These deformations  should be
understood as perturbations of the  symmetry. There are two ways of making
such deformations: on the group of symmetry, either on its associated
universal enveloping algebra [1]; or directly on the algebra itself [2]
(see also [3]). The first type of deformations, also called quantum groups,
has a Hopf algebra structure [1], whereas for the second type (quantum
algebras)
it is not necessarily the case .
The consideration of such algebras is
motivated, for example,  by the resolution of the Yang-Baxter equation,
which appears  in particle or statistical physics [4] amongst others.
The quantum algebras, deformed by an $n$ primitive root of
unity $\omega$ should have a $Z_n$ graded structure [2].
It is known that superalgebras [5]
( $Z_2$-graded algebras) are subtended by Clifford algebras or Grassmann
algebras or, in other words, by quadratic forms. Similarily the $\omega$-
deformed algebras  may be understood within the framework of Clifford
algebras of polynomials [6] $C_f$, or $n$-exterior algebra [7]
$\Lambda_n$. These algebras were introduced to allow a linearization of the
$n$-degree polynomial $f$ for the former, and to take the $n$-root of
the null polynomial for the latter. But, in contrast to  the usual
Clifford or Grassmann cases, these algebras are not finite [6,7,8].
However, it has been shown that a finite ( but not faithful) representation
can be obtained
for cubic polynomials [9] or even general ones [10]. The main
property of the $C_f$ algebra is that it can be connected naturally to the
n-exterior algebra [11]. This algebra has, as a finite
(not faithful) representation, the generalized Grassmann algebra [10,12],
which is the fundamental tool to obtain  finite dimensional representations
of $H_\omega(3)$, the $\omega$-deformed Heisenberg algebra [13].
 Let us mention that an n-dimensional representation
has already been obtained in [14]. The content of this paper is
organised as follows. In sect.1 we recall the basic and useful properties of
Clifford algebras of polynomials. Construction of
finite dimensional representations of $H_q(3)$ is carried out
 in sect.2, and that of
 $sl(2)_q$ in sect.3.
 \vskip 1truecm
\noindent
1 -- \underbar{Clifford algebras of polynomials}
\vskip 1truecm
\noindent
Let  $f$ be a homogeneous polynomial of degree n with p variables.

§ INSTRUCTIONS TO FOLLOW: Reproduce the passage on deformed algebras word for word, from "The consideration of" up to and including "[4] amongst others.". The records play no part in the work here.

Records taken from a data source
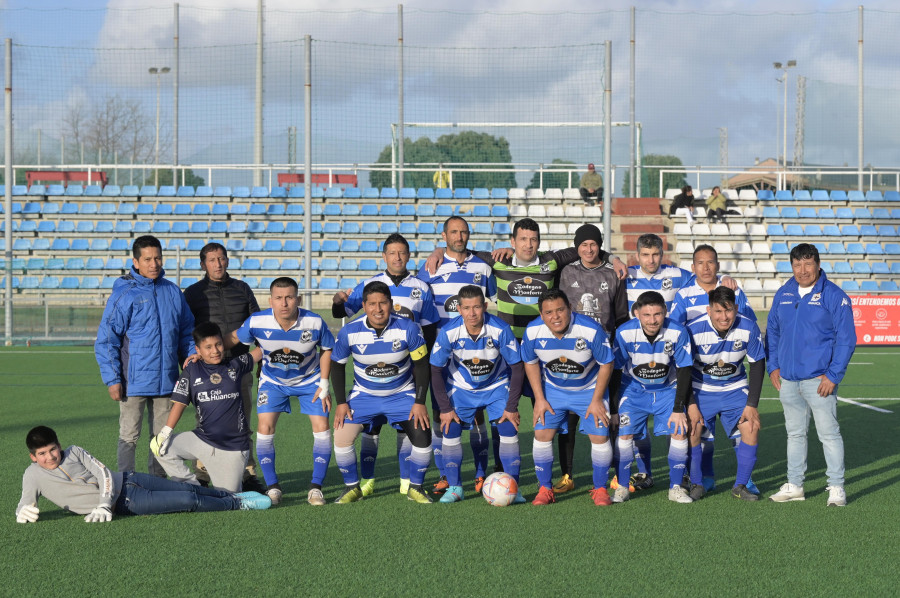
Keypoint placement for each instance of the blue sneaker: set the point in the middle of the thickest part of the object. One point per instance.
(452, 494)
(254, 501)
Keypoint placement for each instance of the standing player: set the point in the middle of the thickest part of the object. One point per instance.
(568, 362)
(390, 379)
(414, 301)
(654, 355)
(296, 346)
(475, 365)
(719, 342)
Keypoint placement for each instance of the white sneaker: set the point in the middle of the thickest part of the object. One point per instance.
(836, 496)
(678, 494)
(788, 492)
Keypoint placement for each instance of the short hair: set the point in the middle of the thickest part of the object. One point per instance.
(395, 238)
(706, 247)
(376, 286)
(526, 224)
(40, 437)
(142, 242)
(553, 295)
(283, 282)
(209, 248)
(648, 298)
(649, 241)
(471, 291)
(804, 251)
(722, 296)
(206, 330)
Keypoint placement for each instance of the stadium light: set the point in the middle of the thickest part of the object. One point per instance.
(159, 72)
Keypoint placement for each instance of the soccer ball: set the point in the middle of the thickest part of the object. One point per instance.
(500, 489)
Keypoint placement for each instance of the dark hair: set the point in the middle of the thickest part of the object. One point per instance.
(142, 242)
(804, 251)
(206, 330)
(526, 224)
(40, 437)
(471, 291)
(553, 295)
(210, 247)
(376, 286)
(722, 296)
(648, 298)
(283, 282)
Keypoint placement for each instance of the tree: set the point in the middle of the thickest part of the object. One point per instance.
(554, 180)
(650, 176)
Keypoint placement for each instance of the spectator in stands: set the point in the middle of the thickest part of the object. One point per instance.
(716, 205)
(144, 336)
(226, 302)
(683, 204)
(591, 186)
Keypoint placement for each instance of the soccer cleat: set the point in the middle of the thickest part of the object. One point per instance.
(836, 496)
(677, 494)
(621, 495)
(367, 485)
(315, 497)
(441, 486)
(253, 501)
(641, 481)
(349, 495)
(418, 494)
(453, 494)
(788, 492)
(565, 484)
(545, 496)
(741, 491)
(601, 497)
(274, 493)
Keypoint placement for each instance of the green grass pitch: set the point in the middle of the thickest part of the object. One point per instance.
(387, 546)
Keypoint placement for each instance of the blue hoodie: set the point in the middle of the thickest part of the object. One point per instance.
(810, 336)
(144, 335)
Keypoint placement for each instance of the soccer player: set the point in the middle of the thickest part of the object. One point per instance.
(475, 365)
(719, 342)
(390, 379)
(413, 300)
(220, 440)
(74, 480)
(568, 361)
(654, 355)
(296, 345)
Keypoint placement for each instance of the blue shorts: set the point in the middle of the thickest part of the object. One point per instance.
(275, 398)
(637, 405)
(728, 406)
(576, 402)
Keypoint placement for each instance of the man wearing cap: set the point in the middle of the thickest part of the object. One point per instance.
(591, 186)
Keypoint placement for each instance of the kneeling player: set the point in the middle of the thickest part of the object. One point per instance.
(720, 340)
(568, 362)
(476, 355)
(74, 480)
(390, 378)
(220, 440)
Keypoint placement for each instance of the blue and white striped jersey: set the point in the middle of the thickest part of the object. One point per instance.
(651, 365)
(382, 365)
(475, 364)
(718, 360)
(572, 362)
(412, 299)
(290, 357)
(691, 303)
(451, 276)
(667, 281)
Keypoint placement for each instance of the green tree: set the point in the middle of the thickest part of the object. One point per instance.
(650, 176)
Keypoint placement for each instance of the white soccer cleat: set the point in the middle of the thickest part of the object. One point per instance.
(788, 492)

§ TASK OUTPUT:
The consideration of such algebras is
motivated, for example,  by the resolution of the Yang-Baxter equation,
which appears  in particle or statistical physics [4] amongst others.